Work request
Say how many lines in the entries contain "below", giving only the number.

[Stored items from a collection]

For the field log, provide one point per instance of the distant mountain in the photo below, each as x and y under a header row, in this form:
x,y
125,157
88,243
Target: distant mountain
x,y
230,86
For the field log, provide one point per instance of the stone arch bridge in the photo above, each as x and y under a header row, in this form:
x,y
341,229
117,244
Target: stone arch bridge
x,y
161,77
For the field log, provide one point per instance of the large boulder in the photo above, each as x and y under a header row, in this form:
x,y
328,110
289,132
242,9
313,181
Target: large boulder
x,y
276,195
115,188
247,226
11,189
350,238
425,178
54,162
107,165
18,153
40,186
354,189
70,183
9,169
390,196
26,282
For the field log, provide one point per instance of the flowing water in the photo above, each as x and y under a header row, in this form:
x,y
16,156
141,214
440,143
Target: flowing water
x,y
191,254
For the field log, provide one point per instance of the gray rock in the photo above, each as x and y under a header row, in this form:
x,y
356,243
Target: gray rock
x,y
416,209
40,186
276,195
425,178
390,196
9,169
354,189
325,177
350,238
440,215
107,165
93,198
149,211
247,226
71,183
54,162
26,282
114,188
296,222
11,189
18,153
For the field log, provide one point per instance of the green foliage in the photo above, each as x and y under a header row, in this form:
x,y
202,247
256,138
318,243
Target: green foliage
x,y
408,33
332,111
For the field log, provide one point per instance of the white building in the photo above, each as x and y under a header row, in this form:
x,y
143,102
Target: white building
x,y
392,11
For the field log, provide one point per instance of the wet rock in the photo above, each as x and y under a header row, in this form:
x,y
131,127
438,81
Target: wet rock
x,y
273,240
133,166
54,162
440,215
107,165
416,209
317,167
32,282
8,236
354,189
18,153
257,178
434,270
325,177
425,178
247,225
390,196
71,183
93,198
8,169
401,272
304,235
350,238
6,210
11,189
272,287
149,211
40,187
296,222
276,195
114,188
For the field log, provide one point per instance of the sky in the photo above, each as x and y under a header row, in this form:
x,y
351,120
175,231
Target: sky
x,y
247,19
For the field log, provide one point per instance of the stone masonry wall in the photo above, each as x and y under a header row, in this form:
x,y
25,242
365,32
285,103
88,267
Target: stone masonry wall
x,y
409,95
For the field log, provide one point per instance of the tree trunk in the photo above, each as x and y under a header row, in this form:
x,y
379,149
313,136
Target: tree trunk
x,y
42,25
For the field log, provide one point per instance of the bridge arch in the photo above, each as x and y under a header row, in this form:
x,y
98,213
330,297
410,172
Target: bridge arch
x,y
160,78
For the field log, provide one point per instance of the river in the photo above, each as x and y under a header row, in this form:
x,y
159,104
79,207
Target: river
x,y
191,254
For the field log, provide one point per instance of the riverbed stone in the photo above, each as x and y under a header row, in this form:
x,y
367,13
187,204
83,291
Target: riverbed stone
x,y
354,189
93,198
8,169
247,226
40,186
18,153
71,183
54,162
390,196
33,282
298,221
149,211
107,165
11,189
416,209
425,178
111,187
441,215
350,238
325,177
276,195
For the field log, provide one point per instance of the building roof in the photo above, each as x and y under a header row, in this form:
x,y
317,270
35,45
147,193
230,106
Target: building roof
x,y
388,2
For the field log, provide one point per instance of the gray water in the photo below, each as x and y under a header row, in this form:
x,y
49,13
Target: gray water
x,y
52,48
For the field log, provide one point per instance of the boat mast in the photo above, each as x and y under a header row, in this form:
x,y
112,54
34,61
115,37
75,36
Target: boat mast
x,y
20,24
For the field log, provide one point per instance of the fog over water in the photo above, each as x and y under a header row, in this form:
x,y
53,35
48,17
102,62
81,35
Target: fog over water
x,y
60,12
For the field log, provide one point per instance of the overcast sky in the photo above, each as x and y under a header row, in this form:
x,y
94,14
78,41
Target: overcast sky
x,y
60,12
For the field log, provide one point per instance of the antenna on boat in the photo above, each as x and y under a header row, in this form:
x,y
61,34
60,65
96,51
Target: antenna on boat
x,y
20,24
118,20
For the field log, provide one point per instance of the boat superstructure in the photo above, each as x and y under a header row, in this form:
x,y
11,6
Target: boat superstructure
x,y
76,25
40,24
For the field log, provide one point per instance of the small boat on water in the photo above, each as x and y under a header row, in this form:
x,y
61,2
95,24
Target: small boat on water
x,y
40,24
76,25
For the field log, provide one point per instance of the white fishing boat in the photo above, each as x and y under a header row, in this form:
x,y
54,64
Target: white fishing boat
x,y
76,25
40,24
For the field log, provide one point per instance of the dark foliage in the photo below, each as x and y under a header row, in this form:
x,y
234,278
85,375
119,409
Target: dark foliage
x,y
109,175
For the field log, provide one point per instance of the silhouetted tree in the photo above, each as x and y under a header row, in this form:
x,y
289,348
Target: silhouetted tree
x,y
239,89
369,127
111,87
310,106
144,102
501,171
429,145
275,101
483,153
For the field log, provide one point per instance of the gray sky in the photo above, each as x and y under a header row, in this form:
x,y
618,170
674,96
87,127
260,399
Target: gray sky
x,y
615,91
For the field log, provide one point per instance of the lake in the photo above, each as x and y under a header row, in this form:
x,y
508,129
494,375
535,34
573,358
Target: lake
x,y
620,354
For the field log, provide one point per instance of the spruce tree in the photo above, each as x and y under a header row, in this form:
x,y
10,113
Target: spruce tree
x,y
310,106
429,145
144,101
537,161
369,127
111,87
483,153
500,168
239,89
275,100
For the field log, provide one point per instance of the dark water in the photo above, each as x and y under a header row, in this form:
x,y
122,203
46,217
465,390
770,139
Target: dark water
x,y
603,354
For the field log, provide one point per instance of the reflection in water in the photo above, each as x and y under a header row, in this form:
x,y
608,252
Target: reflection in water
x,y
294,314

==

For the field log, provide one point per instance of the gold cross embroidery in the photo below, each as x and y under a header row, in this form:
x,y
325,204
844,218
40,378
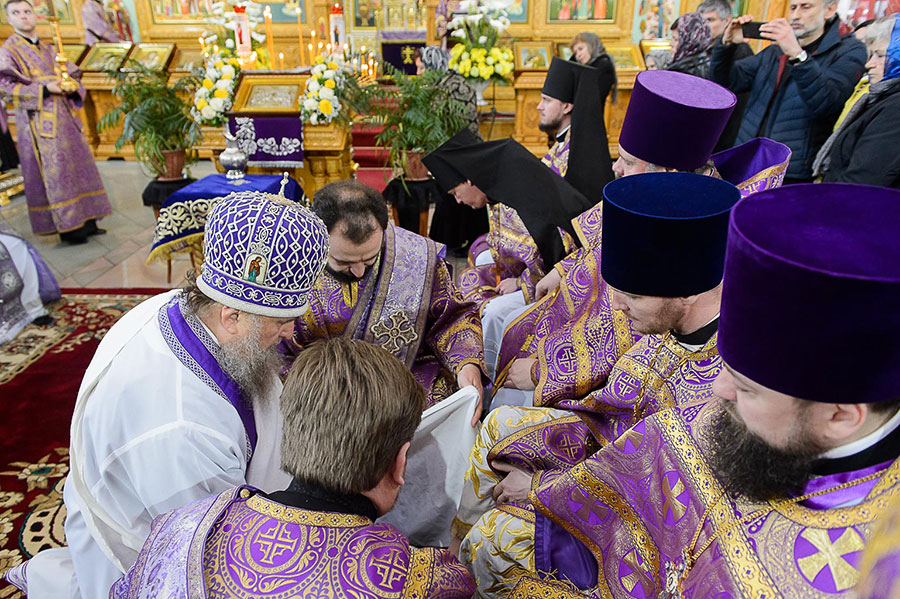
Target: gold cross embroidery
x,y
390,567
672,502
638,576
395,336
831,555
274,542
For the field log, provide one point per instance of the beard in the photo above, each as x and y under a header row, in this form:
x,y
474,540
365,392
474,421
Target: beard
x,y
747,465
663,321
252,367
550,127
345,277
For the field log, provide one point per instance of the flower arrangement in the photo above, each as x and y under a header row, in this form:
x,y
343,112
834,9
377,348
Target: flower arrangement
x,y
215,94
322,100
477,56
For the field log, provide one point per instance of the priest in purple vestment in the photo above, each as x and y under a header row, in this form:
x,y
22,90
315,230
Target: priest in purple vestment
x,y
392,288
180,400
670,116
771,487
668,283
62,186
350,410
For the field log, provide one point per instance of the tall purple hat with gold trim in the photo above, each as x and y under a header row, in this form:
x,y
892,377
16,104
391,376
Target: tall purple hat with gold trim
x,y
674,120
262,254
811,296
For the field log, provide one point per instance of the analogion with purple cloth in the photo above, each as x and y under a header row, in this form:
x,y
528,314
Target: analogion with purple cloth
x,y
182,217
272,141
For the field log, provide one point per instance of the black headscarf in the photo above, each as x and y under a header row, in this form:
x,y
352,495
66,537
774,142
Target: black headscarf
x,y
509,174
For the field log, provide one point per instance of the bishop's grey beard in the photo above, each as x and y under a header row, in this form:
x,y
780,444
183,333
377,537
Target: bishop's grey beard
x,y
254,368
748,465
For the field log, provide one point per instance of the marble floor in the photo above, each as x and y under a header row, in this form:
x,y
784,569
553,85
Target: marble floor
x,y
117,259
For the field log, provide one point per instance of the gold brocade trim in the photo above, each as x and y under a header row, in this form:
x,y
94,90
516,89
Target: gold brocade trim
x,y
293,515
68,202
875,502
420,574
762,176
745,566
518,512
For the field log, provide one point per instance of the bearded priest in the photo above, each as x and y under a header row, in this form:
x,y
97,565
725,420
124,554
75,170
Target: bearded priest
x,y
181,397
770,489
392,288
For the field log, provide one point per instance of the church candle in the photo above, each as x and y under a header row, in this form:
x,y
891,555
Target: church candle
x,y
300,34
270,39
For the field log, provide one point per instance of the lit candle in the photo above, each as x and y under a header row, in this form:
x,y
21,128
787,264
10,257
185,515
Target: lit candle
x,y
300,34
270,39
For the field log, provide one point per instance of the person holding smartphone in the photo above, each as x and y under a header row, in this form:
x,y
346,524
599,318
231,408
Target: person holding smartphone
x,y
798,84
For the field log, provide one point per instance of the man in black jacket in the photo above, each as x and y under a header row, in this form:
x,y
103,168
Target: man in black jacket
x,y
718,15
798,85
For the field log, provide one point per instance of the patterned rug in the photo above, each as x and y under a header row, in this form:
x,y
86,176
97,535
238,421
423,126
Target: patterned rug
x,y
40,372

Answer to this exercise
4